* THE REQUEST: Write out the whole listing word for word.

○ ○ ○ ○

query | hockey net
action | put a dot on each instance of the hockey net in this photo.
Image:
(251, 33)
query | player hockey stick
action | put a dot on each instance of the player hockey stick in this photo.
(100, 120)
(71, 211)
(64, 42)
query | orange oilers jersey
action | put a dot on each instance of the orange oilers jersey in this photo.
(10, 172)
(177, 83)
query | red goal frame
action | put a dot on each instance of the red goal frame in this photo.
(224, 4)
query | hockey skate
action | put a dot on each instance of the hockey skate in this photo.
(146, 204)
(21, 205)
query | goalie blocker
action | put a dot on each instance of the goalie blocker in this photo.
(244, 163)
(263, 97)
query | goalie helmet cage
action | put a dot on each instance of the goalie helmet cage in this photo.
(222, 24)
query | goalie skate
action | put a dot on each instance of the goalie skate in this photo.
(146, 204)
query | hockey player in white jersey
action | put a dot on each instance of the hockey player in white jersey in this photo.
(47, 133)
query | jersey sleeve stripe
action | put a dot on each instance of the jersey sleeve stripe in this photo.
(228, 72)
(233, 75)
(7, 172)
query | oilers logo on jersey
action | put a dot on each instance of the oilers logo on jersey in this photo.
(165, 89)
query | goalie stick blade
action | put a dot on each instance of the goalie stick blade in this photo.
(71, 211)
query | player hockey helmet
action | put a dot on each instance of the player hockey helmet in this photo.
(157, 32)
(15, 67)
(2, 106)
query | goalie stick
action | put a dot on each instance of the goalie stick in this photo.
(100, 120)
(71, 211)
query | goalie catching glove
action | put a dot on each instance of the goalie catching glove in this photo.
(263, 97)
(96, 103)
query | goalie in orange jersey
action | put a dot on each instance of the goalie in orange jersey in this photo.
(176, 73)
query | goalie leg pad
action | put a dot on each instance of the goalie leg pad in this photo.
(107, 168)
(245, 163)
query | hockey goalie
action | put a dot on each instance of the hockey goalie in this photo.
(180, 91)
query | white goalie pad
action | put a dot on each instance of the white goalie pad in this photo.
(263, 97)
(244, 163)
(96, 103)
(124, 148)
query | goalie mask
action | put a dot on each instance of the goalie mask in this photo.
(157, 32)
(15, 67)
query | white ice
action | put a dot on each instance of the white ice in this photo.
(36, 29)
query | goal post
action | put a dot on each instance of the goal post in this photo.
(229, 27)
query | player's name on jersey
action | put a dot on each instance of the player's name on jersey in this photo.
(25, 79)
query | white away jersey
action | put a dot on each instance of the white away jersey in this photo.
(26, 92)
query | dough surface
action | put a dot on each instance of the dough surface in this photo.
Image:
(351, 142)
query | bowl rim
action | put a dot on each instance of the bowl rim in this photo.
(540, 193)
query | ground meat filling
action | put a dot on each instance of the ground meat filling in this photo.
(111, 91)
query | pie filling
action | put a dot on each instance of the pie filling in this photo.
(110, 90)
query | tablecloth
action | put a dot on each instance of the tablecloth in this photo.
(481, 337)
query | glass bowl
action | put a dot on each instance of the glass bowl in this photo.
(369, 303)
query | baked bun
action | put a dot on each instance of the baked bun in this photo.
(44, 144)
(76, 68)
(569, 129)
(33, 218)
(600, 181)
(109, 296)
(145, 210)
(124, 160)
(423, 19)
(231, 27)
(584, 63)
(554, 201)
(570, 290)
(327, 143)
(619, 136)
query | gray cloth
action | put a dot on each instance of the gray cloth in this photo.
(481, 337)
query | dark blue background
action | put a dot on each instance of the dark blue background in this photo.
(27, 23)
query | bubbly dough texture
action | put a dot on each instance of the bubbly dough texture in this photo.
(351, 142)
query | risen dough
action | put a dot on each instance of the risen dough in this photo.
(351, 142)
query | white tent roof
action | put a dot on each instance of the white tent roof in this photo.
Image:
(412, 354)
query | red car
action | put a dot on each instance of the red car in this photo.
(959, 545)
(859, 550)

○ ○ ○ ○

* COMPLETE RESPONSE:
query | hockey net
action | put a dot on each instance of the hockey net in this photo.
Image:
(251, 33)
query | player hockey stick
action | put a dot on each instance of the player hockey stick in this photo.
(100, 120)
(71, 211)
(64, 42)
query | orange oilers jersey
action | put a dot on each instance of the orange oilers jersey in this photo.
(10, 172)
(177, 83)
query | red goal frame
action | put a dot on each instance of the red goal frame in this photo.
(224, 4)
query | hockey skate
action | put a dot on each instance of the hockey skate in this photo.
(146, 204)
(21, 205)
query | goalie blocker
action | put a dot on each instance of the goalie blocker in this photo.
(244, 163)
(263, 97)
query | goalie helmet cage
action | put a dot on each instance of the goalie helmet cage in this photo.
(222, 24)
query | goalie skate
action | put a dot on each instance of the goalie skate in this photo.
(146, 204)
query | hockey player in white jersey
action | put a dot on each instance of the hockey player in white jersey in this photo.
(47, 133)
query | jersey sleeve stripe
action | put a dot on each instance of the jersey sleeve stripe in this photo.
(228, 72)
(233, 75)
(7, 172)
query | oilers logo on jersey
action | put a dot on each instance of the oilers logo on jersey in this photo.
(165, 89)
query | goalie stick blade
action | put a dot on each instance of the goalie stick blade in this photo.
(71, 211)
query | player hockey helmet
action | put a dot on each instance of the player hockey helmet in this photo.
(157, 32)
(15, 67)
(2, 106)
query | goalie stick
action | put a dot on each instance of the goalie stick in this photo.
(100, 120)
(71, 211)
query | goalie catching glove
action | put a dot on each instance of the goalie catching glove in this photo.
(263, 97)
(96, 103)
query | goalie in orange jersey
action | put a dot on each instance of the goalie in orange jersey in this photo.
(176, 73)
query | goalie leg pad
action | put a dot on each instance of the goalie leg pad in this photo.
(107, 168)
(245, 163)
query | hockey goalie
action | put a dot on each instance of the hockey goalie in this photo.
(180, 91)
query | white goalie pad
action | put a dot on each instance of the white goalie pad in this photo.
(263, 97)
(244, 163)
(96, 103)
(124, 148)
query | goalie mask
action | put a dot on each instance of the goalie mask in this photo.
(157, 32)
(15, 67)
query | white ice
action | put a dot on each instance of the white ice in this photo.
(36, 29)
query | goal post
action | put a dot on each instance of the goal post in this photo.
(229, 27)
query | player's name on jersey
action | put a dot on each instance of the player's name on jersey in this photo.
(25, 79)
query | white away jersey
action | put a dot on each instance of the white away jersey in this photo.
(26, 92)
query | dough surface
action | put a dot on each instance of the dough surface in this photo.
Image:
(351, 142)
query | bowl rim
action | put a dot on each instance of the bowl rim in this photo.
(540, 193)
query | ground meat filling
action | put a dot on each instance of the ground meat filling in this photo.
(111, 91)
query | pie filling
action | put a dot on each instance of the pie filling in this photo.
(110, 90)
query | tablecloth
action | put a dot on each instance of the tablecloth in this photo.
(481, 337)
query | glass bowl
action | put a dot on each instance of the glass bowl in this photo.
(369, 303)
query | baked bun
action | put a dot on each instance of the baked bun in this photo.
(44, 144)
(76, 68)
(569, 129)
(33, 218)
(600, 181)
(109, 296)
(145, 210)
(124, 160)
(423, 19)
(231, 27)
(584, 63)
(554, 201)
(570, 290)
(327, 143)
(619, 136)
query | gray cloth
action | put a dot on each instance of the gray cloth in this photo.
(481, 337)
query | dark blue background
action | put a dot on each instance of the dark blue background in this photo.
(27, 23)
query | bubbly dough texture
action | put a dot on each instance of the bubbly dough texture in this photo.
(351, 142)
query | risen dough
action | put a dot on each instance of the risen dough in this photo.
(351, 142)
query | white tent roof
action | put a dot on each instance of the white tent roof in this photo.
Image:
(412, 354)
query | red car
action | put a dot on each instance of the red car in this photo.
(959, 545)
(859, 550)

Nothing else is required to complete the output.